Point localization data
'''

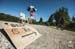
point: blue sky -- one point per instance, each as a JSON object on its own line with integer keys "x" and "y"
{"x": 44, "y": 7}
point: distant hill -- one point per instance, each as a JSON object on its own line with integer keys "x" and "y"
{"x": 6, "y": 17}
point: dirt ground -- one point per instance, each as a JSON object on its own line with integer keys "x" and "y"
{"x": 52, "y": 38}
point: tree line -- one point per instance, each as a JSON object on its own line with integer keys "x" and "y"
{"x": 60, "y": 18}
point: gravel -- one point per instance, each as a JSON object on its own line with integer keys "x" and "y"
{"x": 51, "y": 38}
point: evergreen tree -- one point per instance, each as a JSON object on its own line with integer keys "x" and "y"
{"x": 73, "y": 18}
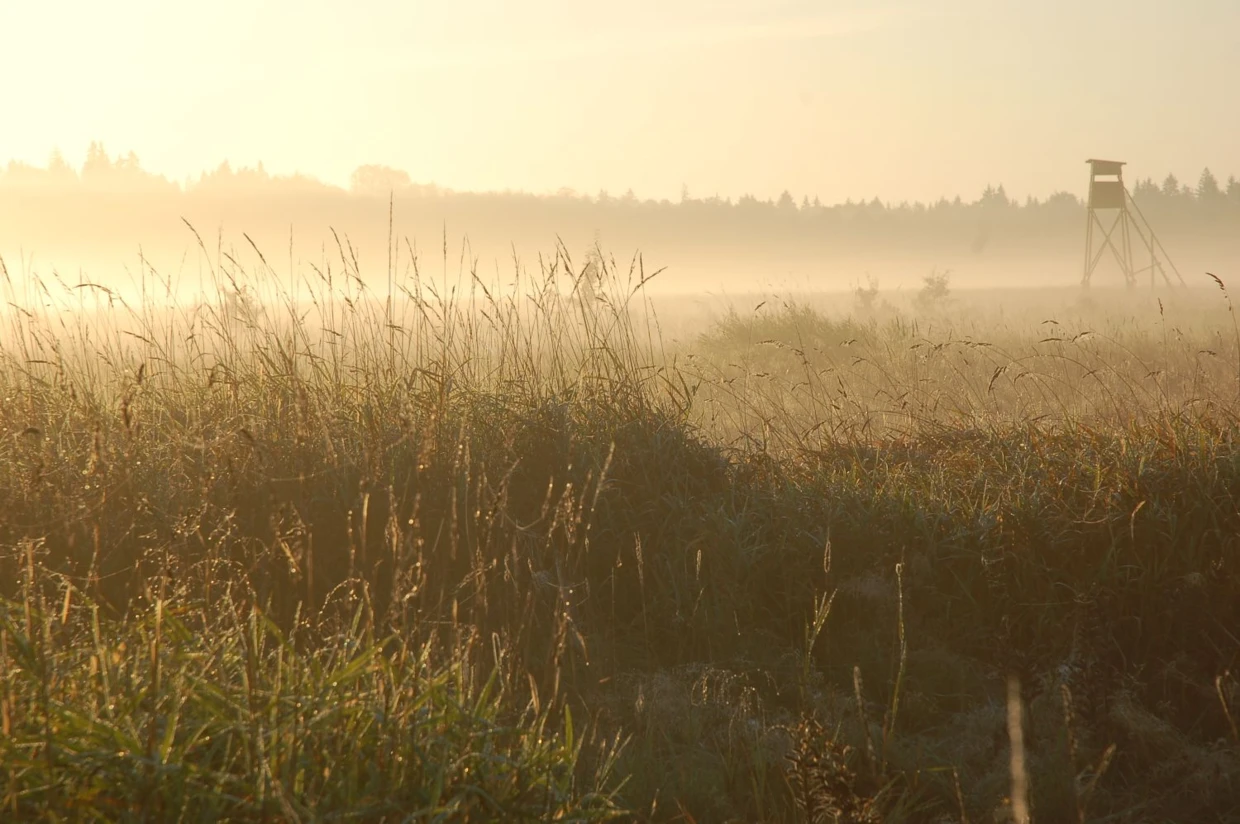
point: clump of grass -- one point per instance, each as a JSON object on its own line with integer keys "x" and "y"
{"x": 439, "y": 553}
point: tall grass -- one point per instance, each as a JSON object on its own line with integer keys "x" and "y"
{"x": 478, "y": 549}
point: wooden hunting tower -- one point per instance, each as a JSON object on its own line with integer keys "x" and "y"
{"x": 1110, "y": 198}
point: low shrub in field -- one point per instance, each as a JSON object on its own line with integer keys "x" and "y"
{"x": 474, "y": 556}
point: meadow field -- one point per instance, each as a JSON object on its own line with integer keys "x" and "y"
{"x": 538, "y": 547}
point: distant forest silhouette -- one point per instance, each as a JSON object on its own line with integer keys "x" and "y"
{"x": 112, "y": 205}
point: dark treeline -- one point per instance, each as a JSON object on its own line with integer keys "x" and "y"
{"x": 112, "y": 206}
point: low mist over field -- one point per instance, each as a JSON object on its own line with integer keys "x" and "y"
{"x": 666, "y": 412}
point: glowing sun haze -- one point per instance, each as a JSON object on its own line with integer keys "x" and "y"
{"x": 902, "y": 100}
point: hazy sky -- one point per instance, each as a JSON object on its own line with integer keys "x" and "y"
{"x": 897, "y": 99}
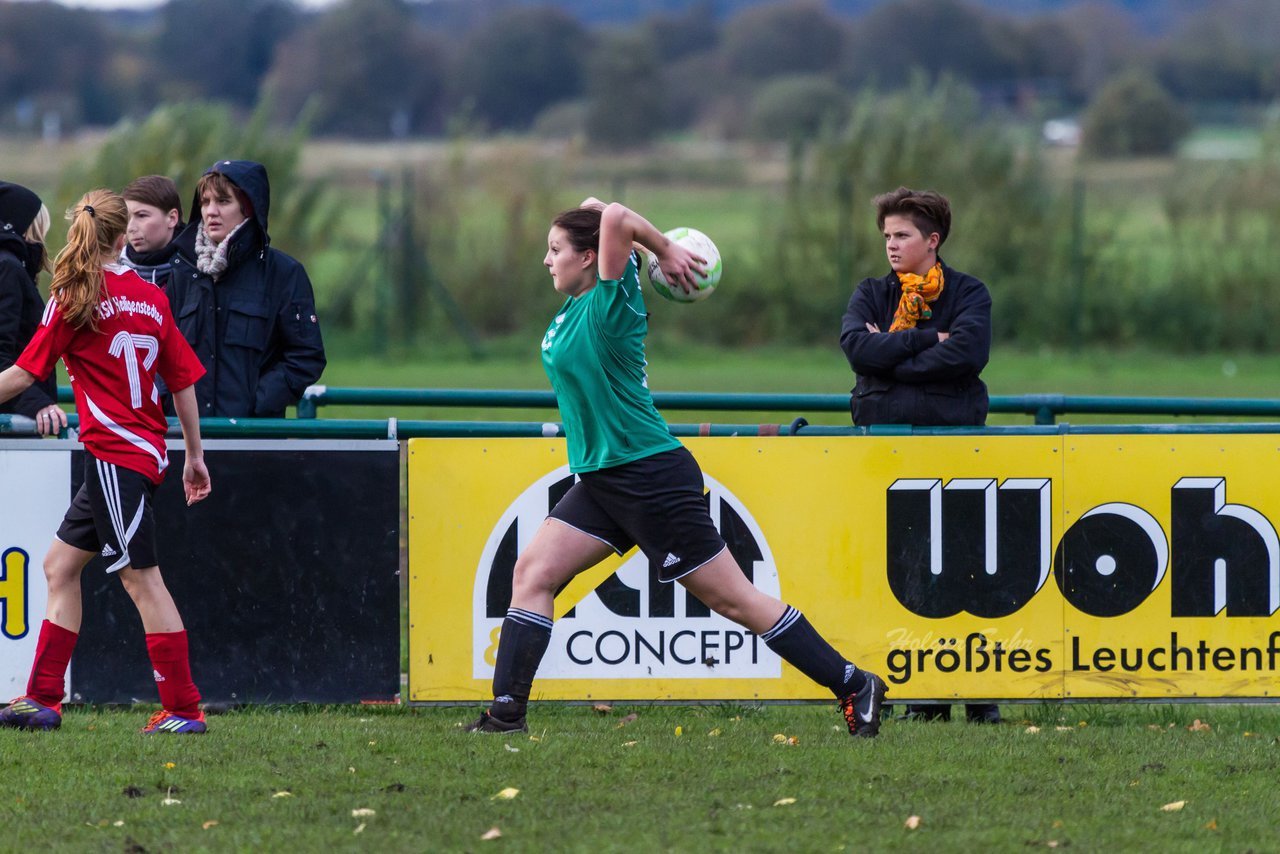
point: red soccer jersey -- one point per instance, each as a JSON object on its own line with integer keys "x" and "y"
{"x": 113, "y": 370}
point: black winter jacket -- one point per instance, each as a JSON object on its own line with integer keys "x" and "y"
{"x": 21, "y": 310}
{"x": 909, "y": 377}
{"x": 255, "y": 329}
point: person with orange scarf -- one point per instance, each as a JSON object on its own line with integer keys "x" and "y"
{"x": 918, "y": 339}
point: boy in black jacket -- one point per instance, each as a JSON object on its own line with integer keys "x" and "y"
{"x": 918, "y": 339}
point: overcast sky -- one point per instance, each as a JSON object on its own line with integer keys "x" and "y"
{"x": 149, "y": 4}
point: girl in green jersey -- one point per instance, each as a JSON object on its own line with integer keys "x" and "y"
{"x": 638, "y": 485}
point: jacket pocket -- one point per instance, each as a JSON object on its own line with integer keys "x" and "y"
{"x": 248, "y": 324}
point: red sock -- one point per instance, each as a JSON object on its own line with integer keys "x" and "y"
{"x": 178, "y": 694}
{"x": 48, "y": 683}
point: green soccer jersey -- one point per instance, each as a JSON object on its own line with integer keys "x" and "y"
{"x": 594, "y": 357}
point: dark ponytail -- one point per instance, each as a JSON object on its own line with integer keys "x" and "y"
{"x": 583, "y": 225}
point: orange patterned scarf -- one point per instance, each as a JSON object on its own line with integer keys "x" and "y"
{"x": 918, "y": 292}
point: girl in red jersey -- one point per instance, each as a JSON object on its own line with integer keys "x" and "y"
{"x": 114, "y": 332}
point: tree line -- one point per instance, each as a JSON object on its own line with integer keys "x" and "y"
{"x": 388, "y": 68}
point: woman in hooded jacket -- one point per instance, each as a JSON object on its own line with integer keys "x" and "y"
{"x": 23, "y": 223}
{"x": 246, "y": 307}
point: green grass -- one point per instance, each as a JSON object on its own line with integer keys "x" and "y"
{"x": 676, "y": 366}
{"x": 594, "y": 782}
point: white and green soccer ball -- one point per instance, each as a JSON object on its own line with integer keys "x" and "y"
{"x": 699, "y": 245}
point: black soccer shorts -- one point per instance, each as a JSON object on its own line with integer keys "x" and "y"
{"x": 657, "y": 503}
{"x": 112, "y": 515}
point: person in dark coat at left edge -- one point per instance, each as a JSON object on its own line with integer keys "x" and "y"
{"x": 246, "y": 307}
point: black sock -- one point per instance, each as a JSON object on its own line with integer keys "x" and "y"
{"x": 521, "y": 647}
{"x": 801, "y": 647}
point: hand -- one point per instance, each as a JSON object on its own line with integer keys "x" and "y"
{"x": 50, "y": 420}
{"x": 679, "y": 266}
{"x": 195, "y": 480}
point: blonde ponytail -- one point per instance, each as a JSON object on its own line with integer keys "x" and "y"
{"x": 97, "y": 222}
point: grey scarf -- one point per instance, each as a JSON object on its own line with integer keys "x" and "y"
{"x": 210, "y": 257}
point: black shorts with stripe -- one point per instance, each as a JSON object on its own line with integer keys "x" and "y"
{"x": 112, "y": 515}
{"x": 657, "y": 502}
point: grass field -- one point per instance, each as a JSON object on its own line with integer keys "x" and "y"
{"x": 670, "y": 779}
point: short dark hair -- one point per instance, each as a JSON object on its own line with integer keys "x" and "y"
{"x": 583, "y": 225}
{"x": 220, "y": 183}
{"x": 156, "y": 191}
{"x": 931, "y": 211}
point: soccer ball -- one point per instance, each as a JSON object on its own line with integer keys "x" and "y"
{"x": 699, "y": 245}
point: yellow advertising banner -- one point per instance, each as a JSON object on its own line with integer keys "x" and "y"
{"x": 958, "y": 567}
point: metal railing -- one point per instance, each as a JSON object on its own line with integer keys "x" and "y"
{"x": 1045, "y": 410}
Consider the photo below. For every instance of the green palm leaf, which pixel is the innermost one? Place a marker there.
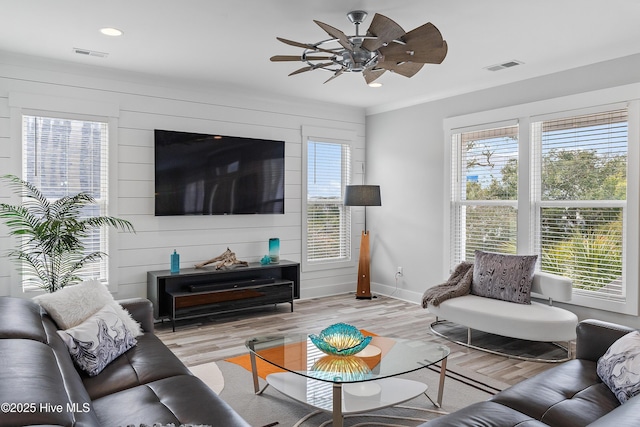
(50, 249)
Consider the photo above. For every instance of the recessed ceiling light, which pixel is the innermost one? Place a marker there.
(109, 31)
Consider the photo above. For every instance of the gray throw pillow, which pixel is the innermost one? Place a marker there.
(619, 367)
(503, 277)
(97, 341)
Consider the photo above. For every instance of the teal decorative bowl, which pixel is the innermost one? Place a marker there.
(340, 339)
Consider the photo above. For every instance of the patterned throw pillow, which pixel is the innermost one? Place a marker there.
(503, 277)
(97, 341)
(74, 304)
(619, 368)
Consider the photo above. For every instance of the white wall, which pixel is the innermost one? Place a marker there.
(405, 156)
(141, 104)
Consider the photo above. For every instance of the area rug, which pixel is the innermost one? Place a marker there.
(274, 407)
(210, 374)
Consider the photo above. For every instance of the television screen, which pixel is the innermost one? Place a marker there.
(200, 174)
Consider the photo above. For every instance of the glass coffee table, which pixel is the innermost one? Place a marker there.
(346, 385)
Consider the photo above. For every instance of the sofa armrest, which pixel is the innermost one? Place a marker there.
(594, 337)
(141, 309)
(625, 415)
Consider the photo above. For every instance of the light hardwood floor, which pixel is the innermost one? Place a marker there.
(216, 338)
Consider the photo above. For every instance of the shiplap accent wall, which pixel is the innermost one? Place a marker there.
(139, 105)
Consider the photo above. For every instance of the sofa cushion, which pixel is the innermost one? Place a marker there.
(30, 324)
(30, 376)
(73, 304)
(98, 340)
(567, 395)
(177, 400)
(485, 414)
(619, 367)
(503, 277)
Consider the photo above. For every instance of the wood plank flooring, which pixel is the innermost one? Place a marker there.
(216, 338)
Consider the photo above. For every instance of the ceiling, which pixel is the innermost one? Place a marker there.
(215, 42)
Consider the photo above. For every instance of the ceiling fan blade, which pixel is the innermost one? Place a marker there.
(279, 58)
(423, 44)
(303, 45)
(336, 74)
(310, 68)
(407, 69)
(371, 75)
(337, 34)
(385, 30)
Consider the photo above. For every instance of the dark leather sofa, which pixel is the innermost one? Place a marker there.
(39, 384)
(568, 395)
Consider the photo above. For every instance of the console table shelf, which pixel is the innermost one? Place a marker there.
(206, 291)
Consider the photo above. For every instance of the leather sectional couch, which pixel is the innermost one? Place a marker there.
(147, 385)
(567, 395)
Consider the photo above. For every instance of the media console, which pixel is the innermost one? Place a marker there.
(198, 292)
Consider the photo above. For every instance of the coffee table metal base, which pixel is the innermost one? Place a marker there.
(348, 398)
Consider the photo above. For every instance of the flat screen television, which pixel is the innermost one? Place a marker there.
(201, 174)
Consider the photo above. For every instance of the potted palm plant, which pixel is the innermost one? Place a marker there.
(51, 234)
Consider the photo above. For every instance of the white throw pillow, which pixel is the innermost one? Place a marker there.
(73, 304)
(97, 341)
(619, 368)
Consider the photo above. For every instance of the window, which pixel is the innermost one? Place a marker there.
(485, 192)
(563, 186)
(580, 186)
(328, 237)
(62, 157)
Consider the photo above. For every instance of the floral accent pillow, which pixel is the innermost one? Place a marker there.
(619, 367)
(97, 341)
(503, 277)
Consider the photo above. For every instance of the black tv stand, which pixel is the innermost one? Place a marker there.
(206, 291)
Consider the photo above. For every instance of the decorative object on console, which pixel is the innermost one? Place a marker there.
(175, 262)
(503, 277)
(225, 259)
(385, 46)
(340, 339)
(363, 195)
(619, 367)
(274, 250)
(52, 235)
(266, 260)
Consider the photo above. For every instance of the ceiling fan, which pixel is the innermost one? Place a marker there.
(385, 47)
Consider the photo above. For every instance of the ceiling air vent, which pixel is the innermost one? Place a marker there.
(87, 52)
(504, 65)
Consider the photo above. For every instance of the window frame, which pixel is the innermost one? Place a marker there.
(574, 105)
(331, 136)
(23, 104)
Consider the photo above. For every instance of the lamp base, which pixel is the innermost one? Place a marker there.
(364, 267)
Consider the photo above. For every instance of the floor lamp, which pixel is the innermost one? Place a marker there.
(363, 195)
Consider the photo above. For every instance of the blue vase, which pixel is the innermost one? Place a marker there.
(274, 250)
(175, 262)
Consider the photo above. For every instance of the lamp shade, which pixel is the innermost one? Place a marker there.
(362, 195)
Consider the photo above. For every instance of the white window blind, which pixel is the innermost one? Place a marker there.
(580, 187)
(484, 193)
(64, 157)
(328, 220)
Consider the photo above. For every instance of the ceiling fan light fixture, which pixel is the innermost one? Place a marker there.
(384, 47)
(112, 32)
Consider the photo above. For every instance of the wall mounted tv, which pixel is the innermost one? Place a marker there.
(200, 174)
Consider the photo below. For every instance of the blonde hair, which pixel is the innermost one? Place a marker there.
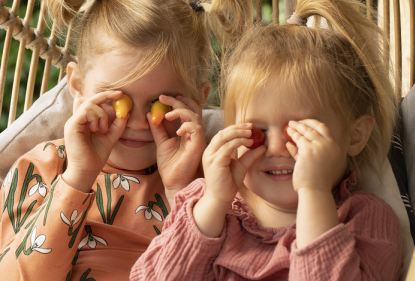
(339, 69)
(164, 29)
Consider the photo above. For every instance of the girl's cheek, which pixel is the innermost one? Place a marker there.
(110, 112)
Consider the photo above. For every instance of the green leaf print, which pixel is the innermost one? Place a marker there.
(108, 218)
(31, 225)
(4, 253)
(74, 234)
(9, 203)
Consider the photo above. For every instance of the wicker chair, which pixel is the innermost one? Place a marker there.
(46, 48)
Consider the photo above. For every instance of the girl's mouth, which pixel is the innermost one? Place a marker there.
(134, 143)
(279, 174)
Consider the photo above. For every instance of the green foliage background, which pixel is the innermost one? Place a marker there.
(213, 99)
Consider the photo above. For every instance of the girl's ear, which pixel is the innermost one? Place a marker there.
(74, 80)
(204, 90)
(360, 133)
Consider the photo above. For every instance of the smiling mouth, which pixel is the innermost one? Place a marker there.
(280, 172)
(134, 143)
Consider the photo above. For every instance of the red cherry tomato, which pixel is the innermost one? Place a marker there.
(258, 136)
(287, 136)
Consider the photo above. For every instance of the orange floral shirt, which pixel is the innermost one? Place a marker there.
(51, 231)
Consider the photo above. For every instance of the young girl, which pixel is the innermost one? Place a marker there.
(290, 209)
(86, 207)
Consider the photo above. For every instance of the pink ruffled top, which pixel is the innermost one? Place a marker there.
(365, 245)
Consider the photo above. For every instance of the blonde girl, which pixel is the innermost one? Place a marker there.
(290, 209)
(87, 206)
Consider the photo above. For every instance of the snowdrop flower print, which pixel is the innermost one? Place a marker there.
(91, 239)
(74, 218)
(124, 181)
(8, 178)
(149, 213)
(37, 242)
(40, 187)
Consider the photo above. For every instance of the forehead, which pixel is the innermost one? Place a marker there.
(277, 101)
(110, 68)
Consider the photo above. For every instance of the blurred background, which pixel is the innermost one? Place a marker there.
(266, 15)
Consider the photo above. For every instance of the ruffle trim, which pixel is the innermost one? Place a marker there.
(270, 235)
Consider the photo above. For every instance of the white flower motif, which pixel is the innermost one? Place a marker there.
(124, 181)
(91, 240)
(74, 218)
(8, 178)
(41, 187)
(149, 213)
(61, 152)
(37, 242)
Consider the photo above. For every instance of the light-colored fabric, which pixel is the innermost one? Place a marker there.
(51, 231)
(44, 121)
(359, 248)
(46, 118)
(408, 140)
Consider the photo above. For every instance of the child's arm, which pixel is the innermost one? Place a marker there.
(179, 158)
(365, 245)
(224, 176)
(36, 242)
(316, 154)
(89, 140)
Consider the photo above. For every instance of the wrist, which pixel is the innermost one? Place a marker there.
(78, 180)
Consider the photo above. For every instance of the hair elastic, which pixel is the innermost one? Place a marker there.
(196, 7)
(297, 20)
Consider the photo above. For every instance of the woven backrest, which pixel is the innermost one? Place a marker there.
(32, 37)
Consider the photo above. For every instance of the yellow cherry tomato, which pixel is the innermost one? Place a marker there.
(122, 106)
(158, 110)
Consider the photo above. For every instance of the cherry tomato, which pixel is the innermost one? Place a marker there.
(258, 136)
(158, 110)
(122, 106)
(287, 136)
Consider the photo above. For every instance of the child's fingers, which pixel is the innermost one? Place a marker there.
(96, 116)
(235, 131)
(292, 149)
(190, 104)
(306, 131)
(229, 147)
(185, 115)
(192, 129)
(159, 132)
(77, 103)
(103, 97)
(181, 102)
(116, 129)
(247, 159)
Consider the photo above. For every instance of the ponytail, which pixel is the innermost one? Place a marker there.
(348, 18)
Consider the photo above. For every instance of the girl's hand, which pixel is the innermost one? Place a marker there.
(316, 154)
(225, 174)
(89, 140)
(178, 158)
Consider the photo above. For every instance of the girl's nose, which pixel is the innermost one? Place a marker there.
(276, 145)
(138, 120)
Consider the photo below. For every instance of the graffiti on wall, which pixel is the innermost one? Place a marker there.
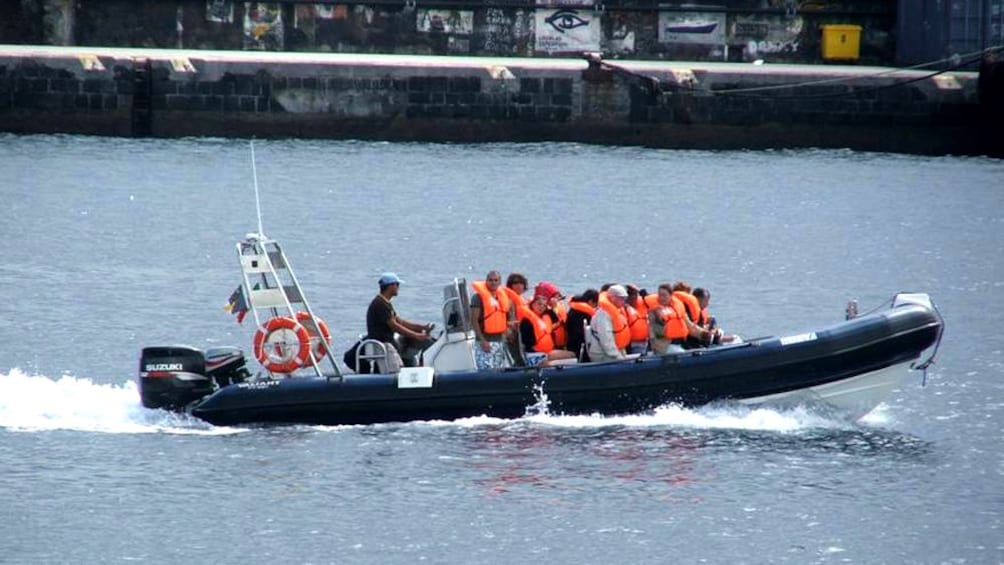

'''

- Exercise details
Set down, word for word, only the lines running from the line with "girl's nose, which" through the final line of the entries above, omitting all pictures.

- Result for this exercise
Consider the photo above. For every instance of the girl's nose, which pixel is the innermost one? Place a marker there.
(276, 145)
(138, 120)
Consider the photo below. For every instance of the graffiti on wall, which pixel is the innermost one? Place a marker there.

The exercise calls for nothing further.